--- START PAGE EXCERPT ---

Day 2 of the hearing began with brief marks from the representative for Mr. Khan.  He asked the Court to use its discretion to allow the litigation to continue, and asserted that the investigatory powers tribunal (IPT), which handles human rights complaints about the intelligence services, would be an inappropriate venue for these issues, since it could only make determinations in individual cases, but would not provide the more substantial and general relief sought through the declaration.  The declaration sought would state that the British policy of passing on locational information to the CIA about particular individuals, may be a criminal offense, since this information is likely to be used in targeted killings.

The representative for Mr. Khan also argued that we need a policy in place to make sure that crimes are not being committed by GCHQ, and we particularly need the Court determine whether international humanitarian law or domestic law applies in this context.  If GCHQ officials do not have combatant immunity when passing on locational information to the US, then they can be prosecuted under domestic criminal law.  [Combatant immunity would only be in place if it was determined that there is an on-going armed conflict in Pakistan.] If combatant immunity does apply to GCHQ officials, then any potential crimes would be prosecuted under the facets of international humanitarian law which have been incorporated into English law, for example whether they complied to the principles of proportionality.

Next, the representatives for the governments presented their claims opposing any further litigation on this issue; the main thrust of their argument was that the Court ought to use its discretion to deny the litigation to proceed, as the Court is not the ideal venue for the issues to be decided and as the declaration sought would not serve the public interest.   Firstly, they addressed how the litigation would affect institution confidence and democratic accountability. They argued that an IPT would be a more appropriate venue, since they handle human rights claims that involve the intelligence services.  Similarly, given the Justice and Security Bill currently before Parliament, the lawyer suggested that dealing with this issue through the Court would circumvent the solutions put forth by elected representatives to deal with cases involving sensitive information. Secondly, the representatives urged the Court to consider whether such a declaration was even legally justifiable.  For the declaration to be issued there has to be a possibility that a criminal prosecution could go forward. Could British subjects be held liable for murder for passing on information, if “the people actually pushing the button” cannot be held liable under British law?

Thirdly, the lawyers for the government argued that issuing the declaration, or allowing the litigation to go forward, would inevitably raise thorny political questions counter to the public interest. Even if the Attorney General gave his consent for the prosecution of a GCHQ official, this prosecution would be for some kind of secondary offense - e.g. conspiracy to commit murder, aiding and abetting murder, etc – which would necessarily imply that US officials and soldiers were committing the primary offense.  Any prosecution would thus require the Court to examine whether the United States’ policy of drone strikes is lawful and whether Pakistan has given consent for the strikes to occur (as the strikes would be lawful under international law if it has given consent).  The government argued that the principles of justiciability (whether the Court can exercise its judicial authority in the case) and discretion (whether the Court has decided to use this authority to hear the case) are not absolute principles to be decided in isolation from each other, but rather exist on a sliding scale.  In other words, if the litigation went forward it would have a significant impact on British foreign relations, and it is legitimate for the Court to take these issues into consideration in making its ruling. The declaration might also put the British public in danger, for example if the Americans refused to continue sharing intelligence.

--- END PAGE EXCERPT ---

### [GOAL 1]
In the hearing summary, reproduce everything from "Day 2 of the" down to "in targeted killings.".
### [GOAL 2]
Answer these questions using the hearing summary:
(a) What kind of complaints does the investigatory powers tribunal handle?
(b) When would combatant immunity be in place?
(c) What example does the government give of how the declaration might put the British public in danger?

--- START DATA SEGMENT ---

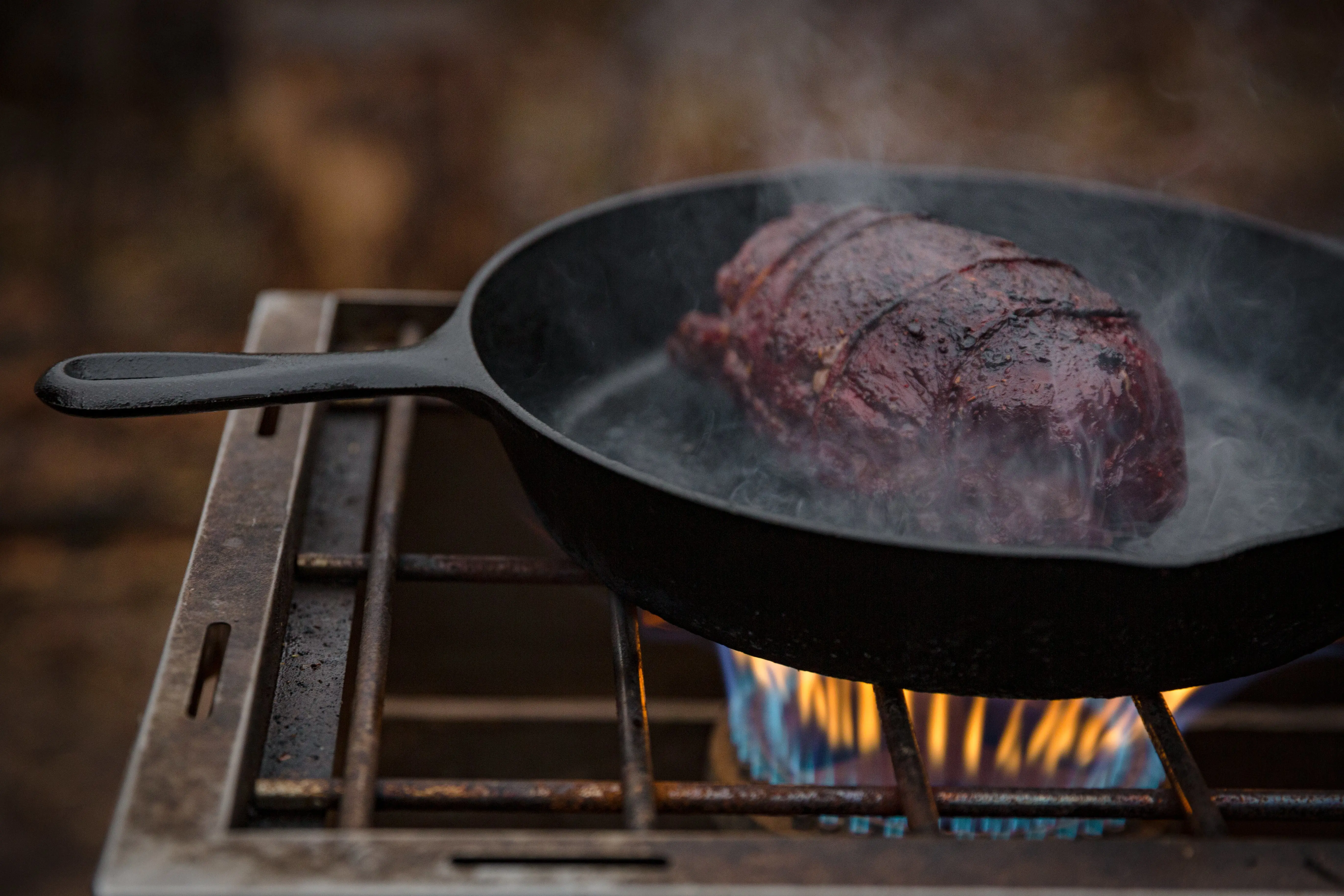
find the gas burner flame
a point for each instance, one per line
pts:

--- END DATA SEGMENT ---

### [EXERCISE RESULT 1]
Day 2 of the hearing began with brief marks from the representative for Mr. Khan.  He asked the Court to use its discretion to allow the litigation to continue, and asserted that the investigatory powers tribunal (IPT), which handles human rights complaints about the intelligence services, would be an inappropriate venue for these issues, since it could only make determinations in individual cases, but would not provide the more substantial and general relief sought through the declaration.  The declaration sought would state that the British policy of passing on locational information to the CIA about particular individuals, may be a criminal offense, since this information is likely to be used in targeted killings.

### [EXERCISE RESULT 2]
(a) Human rights complaints about the intelligence services.
(b) Only if it was determined that there is an on-going armed conflict in Pakistan.
(c) The Americans might refuse to continue sharing intelligence.